STATED EXERCISE
Rewrite the records from the start through the line that contains "[406,714,415,826]", changing "shrub" to "bush" and leaving everything else the same.

Excerpts of labeled region data

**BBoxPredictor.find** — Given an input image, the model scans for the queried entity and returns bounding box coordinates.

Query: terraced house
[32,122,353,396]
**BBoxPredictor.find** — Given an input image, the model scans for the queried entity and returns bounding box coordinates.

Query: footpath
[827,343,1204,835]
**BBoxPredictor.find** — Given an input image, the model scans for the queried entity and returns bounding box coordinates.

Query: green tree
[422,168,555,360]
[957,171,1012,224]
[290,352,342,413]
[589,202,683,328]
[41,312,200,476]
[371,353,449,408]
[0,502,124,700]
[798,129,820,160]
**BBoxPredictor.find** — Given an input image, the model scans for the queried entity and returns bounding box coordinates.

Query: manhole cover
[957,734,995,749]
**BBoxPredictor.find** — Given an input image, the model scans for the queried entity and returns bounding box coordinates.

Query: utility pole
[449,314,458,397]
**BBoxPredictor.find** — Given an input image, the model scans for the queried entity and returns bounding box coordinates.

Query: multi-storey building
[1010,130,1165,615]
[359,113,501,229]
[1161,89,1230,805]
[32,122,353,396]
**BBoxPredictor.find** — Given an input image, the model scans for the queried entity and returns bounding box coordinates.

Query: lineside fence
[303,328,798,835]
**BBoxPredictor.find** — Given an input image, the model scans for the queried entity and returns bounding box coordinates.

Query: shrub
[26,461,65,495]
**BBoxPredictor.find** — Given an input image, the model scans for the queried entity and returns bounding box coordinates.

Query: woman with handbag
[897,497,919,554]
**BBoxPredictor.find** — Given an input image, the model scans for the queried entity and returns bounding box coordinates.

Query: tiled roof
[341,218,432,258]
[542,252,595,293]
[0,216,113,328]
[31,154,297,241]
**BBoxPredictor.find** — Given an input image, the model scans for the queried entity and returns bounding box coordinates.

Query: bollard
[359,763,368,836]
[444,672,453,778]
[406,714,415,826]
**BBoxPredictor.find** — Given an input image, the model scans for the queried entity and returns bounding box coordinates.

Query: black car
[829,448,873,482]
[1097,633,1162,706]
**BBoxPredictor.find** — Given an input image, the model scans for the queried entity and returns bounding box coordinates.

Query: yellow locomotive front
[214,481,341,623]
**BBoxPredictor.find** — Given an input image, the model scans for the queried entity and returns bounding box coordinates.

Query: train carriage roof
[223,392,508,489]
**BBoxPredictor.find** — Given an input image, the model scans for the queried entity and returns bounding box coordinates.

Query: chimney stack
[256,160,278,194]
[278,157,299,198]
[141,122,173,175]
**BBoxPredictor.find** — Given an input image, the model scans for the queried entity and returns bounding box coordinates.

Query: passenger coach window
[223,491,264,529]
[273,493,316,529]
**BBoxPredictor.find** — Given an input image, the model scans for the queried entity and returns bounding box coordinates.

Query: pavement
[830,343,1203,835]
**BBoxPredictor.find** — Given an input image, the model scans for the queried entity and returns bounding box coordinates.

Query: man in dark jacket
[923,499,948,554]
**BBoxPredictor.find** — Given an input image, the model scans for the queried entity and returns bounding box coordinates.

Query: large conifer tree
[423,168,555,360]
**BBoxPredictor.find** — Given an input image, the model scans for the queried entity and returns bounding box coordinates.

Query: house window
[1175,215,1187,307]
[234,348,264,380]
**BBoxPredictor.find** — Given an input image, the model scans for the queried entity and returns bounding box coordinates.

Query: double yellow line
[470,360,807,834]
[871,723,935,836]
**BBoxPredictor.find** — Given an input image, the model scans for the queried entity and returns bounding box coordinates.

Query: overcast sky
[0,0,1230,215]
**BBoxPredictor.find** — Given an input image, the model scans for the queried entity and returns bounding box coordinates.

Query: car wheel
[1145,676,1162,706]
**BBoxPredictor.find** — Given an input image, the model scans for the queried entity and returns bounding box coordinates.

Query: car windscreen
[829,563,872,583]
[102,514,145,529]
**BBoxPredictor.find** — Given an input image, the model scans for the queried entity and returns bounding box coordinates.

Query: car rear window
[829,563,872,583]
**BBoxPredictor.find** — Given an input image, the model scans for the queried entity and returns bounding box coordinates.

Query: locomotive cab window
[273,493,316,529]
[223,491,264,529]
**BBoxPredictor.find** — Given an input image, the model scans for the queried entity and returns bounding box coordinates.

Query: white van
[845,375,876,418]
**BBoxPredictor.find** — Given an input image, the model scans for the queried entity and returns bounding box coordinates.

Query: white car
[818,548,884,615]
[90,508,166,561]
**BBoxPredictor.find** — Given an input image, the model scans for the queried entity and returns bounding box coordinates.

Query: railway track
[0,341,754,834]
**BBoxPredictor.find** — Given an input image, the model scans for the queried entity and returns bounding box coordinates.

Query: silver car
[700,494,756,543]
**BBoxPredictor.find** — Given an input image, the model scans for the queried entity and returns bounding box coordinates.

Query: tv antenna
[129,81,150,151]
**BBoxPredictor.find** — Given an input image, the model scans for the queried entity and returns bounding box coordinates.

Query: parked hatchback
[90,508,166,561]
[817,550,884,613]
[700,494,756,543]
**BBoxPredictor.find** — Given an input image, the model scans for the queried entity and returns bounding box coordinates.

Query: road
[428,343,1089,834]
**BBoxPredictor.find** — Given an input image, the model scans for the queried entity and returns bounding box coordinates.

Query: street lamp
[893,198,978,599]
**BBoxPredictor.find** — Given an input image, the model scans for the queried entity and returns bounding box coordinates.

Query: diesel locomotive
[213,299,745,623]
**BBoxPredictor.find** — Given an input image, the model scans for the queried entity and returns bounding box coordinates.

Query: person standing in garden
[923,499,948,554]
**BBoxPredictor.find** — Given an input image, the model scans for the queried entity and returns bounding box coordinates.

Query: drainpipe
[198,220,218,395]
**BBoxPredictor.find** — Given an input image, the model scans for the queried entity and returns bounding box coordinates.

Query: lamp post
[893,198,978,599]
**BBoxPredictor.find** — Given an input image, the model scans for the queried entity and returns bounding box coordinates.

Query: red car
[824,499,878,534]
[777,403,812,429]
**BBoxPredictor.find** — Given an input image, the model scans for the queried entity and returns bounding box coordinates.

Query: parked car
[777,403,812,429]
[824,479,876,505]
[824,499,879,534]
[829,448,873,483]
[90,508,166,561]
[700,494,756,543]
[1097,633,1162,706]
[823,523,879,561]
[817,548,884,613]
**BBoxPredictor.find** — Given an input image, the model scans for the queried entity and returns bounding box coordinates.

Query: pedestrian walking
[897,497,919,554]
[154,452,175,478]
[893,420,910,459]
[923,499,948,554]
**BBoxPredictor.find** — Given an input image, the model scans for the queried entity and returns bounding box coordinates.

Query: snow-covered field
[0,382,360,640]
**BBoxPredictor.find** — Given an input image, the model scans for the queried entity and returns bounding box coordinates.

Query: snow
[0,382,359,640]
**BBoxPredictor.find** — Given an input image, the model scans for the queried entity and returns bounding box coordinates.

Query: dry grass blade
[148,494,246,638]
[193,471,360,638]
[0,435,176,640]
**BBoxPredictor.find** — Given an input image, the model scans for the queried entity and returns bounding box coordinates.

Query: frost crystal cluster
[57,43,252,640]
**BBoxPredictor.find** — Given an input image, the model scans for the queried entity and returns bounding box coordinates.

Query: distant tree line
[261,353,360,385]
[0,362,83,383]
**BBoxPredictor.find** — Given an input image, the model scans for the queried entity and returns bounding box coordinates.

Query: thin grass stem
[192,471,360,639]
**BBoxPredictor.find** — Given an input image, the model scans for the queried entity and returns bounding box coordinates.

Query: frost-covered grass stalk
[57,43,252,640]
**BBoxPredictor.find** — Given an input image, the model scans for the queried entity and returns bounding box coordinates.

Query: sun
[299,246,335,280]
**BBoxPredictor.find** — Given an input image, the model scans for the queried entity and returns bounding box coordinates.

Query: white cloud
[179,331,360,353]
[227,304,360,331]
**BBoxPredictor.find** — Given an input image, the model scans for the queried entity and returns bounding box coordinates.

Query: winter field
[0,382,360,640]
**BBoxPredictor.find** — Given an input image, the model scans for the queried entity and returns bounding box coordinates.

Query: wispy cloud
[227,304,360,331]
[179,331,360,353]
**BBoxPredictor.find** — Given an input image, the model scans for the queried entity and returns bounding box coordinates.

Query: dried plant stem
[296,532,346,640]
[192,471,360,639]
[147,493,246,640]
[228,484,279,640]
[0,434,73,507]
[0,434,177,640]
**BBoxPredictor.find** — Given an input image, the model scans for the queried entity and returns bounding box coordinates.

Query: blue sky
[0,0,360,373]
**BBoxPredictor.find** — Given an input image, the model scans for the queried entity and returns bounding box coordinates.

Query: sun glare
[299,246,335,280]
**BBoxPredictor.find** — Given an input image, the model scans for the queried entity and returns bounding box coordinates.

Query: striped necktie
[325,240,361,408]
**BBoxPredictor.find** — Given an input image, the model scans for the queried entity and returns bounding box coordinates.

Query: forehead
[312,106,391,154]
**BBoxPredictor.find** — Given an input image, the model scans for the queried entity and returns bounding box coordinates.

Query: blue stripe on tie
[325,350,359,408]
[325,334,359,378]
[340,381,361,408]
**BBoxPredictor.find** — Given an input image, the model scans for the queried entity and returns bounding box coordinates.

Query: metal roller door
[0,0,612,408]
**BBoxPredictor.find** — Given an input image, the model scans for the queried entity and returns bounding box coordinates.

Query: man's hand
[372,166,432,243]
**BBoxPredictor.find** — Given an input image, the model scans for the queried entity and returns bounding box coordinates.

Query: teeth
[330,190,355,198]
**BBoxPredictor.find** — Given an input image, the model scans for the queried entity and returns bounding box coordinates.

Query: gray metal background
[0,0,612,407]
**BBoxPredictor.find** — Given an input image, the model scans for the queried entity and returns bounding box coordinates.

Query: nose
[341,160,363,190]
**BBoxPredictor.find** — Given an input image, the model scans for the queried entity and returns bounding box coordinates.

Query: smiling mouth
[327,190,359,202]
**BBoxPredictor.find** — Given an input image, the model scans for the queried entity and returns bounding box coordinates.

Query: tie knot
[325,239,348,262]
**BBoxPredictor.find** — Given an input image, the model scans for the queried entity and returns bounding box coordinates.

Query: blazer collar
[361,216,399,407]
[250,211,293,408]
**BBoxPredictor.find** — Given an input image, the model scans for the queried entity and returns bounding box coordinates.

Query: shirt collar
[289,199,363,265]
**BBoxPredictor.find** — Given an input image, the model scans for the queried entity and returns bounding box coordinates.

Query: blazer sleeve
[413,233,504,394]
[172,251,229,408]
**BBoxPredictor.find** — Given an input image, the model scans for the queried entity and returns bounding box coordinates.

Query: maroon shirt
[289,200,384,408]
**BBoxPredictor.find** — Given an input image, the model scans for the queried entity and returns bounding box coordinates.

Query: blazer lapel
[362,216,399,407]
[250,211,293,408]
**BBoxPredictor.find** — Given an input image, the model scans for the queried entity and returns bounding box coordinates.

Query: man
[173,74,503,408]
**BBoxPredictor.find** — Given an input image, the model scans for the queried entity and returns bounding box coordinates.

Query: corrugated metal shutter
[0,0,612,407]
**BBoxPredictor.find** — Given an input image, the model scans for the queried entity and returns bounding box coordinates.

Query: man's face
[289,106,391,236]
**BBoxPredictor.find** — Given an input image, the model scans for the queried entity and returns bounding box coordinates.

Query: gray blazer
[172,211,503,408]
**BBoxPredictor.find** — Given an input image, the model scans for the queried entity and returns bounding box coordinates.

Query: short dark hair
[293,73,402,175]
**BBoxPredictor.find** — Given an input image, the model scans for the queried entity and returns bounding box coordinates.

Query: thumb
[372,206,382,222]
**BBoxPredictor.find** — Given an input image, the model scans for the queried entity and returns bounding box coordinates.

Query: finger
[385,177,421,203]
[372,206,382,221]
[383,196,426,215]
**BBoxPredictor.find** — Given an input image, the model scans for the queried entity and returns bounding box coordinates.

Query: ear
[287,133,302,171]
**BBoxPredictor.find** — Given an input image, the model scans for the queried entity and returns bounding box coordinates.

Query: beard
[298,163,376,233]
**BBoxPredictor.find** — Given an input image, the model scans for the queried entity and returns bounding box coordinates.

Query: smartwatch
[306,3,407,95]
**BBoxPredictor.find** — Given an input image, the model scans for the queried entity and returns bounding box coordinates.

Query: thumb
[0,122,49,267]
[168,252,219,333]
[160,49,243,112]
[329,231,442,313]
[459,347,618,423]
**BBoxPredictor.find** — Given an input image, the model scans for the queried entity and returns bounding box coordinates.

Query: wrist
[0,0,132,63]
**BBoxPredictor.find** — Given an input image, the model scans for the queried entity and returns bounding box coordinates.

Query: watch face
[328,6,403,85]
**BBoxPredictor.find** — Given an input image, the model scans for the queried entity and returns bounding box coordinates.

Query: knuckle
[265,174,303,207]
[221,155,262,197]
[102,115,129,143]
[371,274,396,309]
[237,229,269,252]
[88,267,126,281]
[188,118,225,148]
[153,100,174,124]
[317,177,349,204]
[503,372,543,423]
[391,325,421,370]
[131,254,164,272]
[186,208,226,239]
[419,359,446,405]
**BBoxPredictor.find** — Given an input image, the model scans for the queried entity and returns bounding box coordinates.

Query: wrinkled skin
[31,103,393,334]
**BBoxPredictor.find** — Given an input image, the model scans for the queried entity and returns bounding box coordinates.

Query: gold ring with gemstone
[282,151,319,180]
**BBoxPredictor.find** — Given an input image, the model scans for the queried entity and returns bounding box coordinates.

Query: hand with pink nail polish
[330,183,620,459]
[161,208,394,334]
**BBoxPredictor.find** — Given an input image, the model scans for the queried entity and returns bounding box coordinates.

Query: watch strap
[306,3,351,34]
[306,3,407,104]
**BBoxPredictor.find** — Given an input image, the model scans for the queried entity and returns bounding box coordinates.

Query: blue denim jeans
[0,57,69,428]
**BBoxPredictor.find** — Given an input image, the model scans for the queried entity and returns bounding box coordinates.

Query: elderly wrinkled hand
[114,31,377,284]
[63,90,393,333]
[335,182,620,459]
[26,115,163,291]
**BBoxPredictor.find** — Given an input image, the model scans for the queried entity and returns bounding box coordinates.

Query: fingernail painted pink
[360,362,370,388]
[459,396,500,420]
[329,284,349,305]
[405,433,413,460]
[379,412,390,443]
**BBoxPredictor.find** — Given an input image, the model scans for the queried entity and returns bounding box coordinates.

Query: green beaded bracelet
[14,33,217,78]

EXERCISE SOLUTION
**BBoxPredictor.find** — Given an input image, the model scans for the queried entity and returns bounding box coordinates.

Query: terraced house
[32,122,353,396]
**BBoxPredictor.find** — Given an input image, the model scans for the queried entity and returns bounding box coordinates.

Query: footpath
[827,343,1204,835]
**BBoxPredictor.find** — Given an input image, the model scans for the queried entity and returns bounding box coordinates.

Query: green tree
[422,168,555,360]
[957,171,1012,224]
[290,352,342,413]
[589,202,683,328]
[41,312,200,476]
[371,353,449,408]
[0,502,124,700]
[798,129,820,160]
**BBoxPredictor.find** — Given an input image, the model scans for the queried entity and returns bounding box coordinates.

Query: manhole cover
[957,734,995,749]
**BBoxPredictor.find** — Given an input image, the model scans for the queried entity and returns bounding box coordinates.

Query: utility pole
[449,314,458,397]
**BBoxPredictor.find** — Given an input image, the model scans for the queried entity and returns bounding box coordinates.

Query: multi-storey building
[1010,130,1165,615]
[359,113,501,229]
[1161,89,1230,805]
[32,122,353,396]
**BBoxPredictor.find** — Given an input image, the model scans for the queried entity and returns bounding box coordinates.

Query: lineside fence
[303,328,798,835]
**BBoxPredictor.find** — Given an input image, the model scans for the queried entity and returns bounding box coordinates.

Query: bush
[26,461,65,495]
**BBoxPredictor.find** — Given an input image, the model scans for the queried entity and returns bounding box coordinates.

Query: woman with handbag
[897,497,919,554]
**BBoxPredictor.find** — Given an input image, the model scans for the queried entity and returns bounding box coordinates.

Query: tiled roof
[341,218,432,258]
[542,252,595,293]
[0,216,113,328]
[31,154,297,241]
**BBoxPredictor.find** — Given an input image, the model scans for the queried entity and returns bounding box coordinates.

Query: bollard
[359,763,368,836]
[444,672,453,778]
[406,714,415,826]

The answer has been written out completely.